#### [WHAT THE TASK ASKS]
Reproduce the lines from the line containing "cloud layer --all-instances" to the line containing "354), (108, 351)]]", inclusive, leaving the requests and their format samples unchanged. In the answers, multiply every polygon vertex coordinate by 0.85 and round each result to a whole number, rounding halves up.

[Items from a dataset]
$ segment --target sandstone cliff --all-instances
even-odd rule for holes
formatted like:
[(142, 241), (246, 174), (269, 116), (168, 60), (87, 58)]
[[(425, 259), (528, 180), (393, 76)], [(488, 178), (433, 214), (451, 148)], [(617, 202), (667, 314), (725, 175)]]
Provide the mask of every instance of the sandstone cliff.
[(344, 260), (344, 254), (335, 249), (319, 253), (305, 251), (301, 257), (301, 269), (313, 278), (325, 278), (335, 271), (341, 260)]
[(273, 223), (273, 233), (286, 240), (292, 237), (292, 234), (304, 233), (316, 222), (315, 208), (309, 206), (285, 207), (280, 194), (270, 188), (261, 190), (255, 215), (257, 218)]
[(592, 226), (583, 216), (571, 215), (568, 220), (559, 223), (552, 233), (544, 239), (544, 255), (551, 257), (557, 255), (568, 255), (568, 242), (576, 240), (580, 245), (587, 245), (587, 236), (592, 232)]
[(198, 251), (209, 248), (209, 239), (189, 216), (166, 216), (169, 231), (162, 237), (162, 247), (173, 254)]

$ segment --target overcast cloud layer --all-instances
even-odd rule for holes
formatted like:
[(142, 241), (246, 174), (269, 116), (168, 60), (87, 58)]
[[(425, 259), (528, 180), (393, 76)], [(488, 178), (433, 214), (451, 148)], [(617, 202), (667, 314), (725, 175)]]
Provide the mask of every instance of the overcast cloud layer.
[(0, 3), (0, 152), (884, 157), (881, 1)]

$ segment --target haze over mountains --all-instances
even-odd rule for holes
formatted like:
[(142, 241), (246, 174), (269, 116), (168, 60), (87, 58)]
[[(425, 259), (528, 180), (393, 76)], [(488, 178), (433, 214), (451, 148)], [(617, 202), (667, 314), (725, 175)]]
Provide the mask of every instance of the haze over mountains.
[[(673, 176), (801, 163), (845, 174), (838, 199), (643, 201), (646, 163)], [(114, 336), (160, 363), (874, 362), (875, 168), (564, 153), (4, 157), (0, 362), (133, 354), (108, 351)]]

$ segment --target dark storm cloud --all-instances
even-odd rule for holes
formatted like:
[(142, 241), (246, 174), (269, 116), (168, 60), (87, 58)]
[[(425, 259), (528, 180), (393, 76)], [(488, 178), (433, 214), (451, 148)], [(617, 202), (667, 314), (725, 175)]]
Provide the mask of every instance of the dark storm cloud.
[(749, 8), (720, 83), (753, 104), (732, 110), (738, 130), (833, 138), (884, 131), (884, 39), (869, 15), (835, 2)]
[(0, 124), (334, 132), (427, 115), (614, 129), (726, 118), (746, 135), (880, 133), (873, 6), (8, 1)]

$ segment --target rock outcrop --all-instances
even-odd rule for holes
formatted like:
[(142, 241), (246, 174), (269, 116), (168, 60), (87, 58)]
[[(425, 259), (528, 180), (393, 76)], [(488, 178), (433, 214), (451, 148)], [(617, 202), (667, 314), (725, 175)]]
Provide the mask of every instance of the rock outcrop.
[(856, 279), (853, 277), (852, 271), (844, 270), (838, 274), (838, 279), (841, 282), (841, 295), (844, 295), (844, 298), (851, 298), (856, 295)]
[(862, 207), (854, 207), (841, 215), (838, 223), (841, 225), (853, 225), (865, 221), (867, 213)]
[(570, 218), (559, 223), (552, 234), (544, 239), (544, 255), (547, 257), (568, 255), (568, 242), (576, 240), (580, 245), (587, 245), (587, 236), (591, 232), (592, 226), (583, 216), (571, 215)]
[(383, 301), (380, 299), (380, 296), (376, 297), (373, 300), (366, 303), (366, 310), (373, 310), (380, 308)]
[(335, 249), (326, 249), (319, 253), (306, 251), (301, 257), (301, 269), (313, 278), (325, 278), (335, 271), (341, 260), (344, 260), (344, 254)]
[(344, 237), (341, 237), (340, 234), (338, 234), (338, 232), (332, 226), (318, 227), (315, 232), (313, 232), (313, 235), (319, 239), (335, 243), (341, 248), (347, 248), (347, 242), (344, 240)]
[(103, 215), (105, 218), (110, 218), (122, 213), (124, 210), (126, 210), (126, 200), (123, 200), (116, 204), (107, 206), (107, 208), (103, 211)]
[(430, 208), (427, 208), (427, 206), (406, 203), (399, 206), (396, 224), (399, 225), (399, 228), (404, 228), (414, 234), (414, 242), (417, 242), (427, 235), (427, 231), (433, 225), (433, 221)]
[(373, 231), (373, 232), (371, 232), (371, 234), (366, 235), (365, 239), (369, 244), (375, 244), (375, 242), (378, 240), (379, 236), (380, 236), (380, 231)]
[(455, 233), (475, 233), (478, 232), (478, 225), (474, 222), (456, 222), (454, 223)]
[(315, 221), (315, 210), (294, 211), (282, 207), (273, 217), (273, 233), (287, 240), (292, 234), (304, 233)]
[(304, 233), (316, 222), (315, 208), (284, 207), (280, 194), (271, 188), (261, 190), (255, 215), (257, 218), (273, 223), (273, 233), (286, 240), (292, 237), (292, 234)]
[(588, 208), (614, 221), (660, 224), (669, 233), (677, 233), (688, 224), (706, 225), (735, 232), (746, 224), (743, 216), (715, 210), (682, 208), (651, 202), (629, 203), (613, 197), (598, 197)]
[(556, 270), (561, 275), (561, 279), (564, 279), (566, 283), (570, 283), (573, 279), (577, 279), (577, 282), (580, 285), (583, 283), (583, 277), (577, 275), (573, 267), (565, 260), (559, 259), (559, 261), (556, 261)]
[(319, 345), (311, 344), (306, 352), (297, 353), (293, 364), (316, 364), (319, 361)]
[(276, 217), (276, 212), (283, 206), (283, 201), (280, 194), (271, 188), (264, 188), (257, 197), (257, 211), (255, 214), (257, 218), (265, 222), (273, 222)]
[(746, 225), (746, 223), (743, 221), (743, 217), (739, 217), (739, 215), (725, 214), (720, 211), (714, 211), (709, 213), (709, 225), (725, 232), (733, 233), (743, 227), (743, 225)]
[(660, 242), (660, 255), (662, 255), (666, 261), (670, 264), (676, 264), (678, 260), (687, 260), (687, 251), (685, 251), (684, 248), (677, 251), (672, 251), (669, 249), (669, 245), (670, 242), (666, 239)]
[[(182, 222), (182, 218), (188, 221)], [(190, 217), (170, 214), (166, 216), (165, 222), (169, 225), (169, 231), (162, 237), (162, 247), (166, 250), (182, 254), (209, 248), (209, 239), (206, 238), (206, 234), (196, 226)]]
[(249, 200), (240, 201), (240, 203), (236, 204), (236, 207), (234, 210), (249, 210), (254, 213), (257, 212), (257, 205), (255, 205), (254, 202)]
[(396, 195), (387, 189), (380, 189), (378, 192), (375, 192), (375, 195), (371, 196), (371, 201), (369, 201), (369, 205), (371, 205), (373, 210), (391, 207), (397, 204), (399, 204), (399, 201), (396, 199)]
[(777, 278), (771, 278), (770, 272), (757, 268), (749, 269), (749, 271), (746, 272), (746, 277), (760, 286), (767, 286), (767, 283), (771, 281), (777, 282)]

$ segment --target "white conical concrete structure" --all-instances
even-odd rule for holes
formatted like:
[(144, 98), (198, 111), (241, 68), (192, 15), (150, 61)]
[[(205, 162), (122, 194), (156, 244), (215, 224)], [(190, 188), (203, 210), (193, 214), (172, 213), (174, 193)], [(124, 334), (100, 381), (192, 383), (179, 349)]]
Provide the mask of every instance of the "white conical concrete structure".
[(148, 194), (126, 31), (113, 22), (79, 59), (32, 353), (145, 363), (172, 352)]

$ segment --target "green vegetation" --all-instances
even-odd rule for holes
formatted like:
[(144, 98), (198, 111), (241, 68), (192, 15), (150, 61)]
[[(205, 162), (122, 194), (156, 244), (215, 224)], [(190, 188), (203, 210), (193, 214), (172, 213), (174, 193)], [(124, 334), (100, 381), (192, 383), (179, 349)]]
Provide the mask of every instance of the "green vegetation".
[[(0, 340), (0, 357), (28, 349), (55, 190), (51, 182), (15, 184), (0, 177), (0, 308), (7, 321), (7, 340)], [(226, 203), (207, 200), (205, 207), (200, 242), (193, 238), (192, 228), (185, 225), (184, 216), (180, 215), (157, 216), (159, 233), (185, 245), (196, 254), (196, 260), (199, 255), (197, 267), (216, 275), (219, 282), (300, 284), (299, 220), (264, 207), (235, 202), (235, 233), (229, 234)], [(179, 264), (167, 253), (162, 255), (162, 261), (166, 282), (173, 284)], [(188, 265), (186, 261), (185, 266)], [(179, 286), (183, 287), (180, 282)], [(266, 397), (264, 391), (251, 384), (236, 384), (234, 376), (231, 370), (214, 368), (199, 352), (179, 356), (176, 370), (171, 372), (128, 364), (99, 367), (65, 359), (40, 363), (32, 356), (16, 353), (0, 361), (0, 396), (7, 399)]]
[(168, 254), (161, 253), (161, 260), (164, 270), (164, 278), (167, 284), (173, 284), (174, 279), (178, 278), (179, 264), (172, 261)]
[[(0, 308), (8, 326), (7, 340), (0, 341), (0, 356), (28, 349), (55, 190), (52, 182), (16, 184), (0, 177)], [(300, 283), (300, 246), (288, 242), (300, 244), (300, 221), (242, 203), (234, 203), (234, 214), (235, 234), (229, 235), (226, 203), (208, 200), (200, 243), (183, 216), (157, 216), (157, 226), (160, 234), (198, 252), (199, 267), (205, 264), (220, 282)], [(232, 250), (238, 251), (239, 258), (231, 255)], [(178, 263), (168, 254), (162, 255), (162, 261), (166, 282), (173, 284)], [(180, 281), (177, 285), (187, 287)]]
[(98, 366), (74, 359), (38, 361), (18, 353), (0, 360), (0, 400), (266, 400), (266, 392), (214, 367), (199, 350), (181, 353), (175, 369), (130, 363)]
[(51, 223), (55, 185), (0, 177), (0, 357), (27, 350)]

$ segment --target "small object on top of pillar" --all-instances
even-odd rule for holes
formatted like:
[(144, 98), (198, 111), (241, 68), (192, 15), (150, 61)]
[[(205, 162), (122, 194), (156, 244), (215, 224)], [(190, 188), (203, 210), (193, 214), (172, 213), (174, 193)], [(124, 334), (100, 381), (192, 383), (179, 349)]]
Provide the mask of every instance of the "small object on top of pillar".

#### [SOLVED PROBLEM]
$ segment --target overcast cloud layer --all-instances
even-odd rule for holes
formatted like:
[(142, 241), (246, 174), (269, 116), (168, 60), (87, 58)]
[[(425, 259), (528, 180), (393, 76)], [(488, 178), (433, 214), (451, 148)], [(617, 202), (667, 314), (725, 175)]]
Provide the mask of every instance of the overcast cloud layer.
[(0, 3), (0, 129), (751, 133), (749, 1)]

$ segment --target haze over mountains --all-instances
even-odd rule for holes
formatted like:
[(142, 241), (246, 174), (269, 116), (168, 60), (87, 58)]
[[(425, 259), (528, 180), (393, 76)], [(488, 178), (433, 214), (451, 148)], [(617, 202), (667, 314), (725, 175)]]
Provide the mask of every instance of the haze over mountains.
[[(572, 150), (681, 139), (718, 148), (712, 169), (547, 171), (549, 139)], [(97, 286), (136, 309), (743, 308), (744, 143), (479, 130), (3, 133), (0, 308), (113, 301), (92, 298)]]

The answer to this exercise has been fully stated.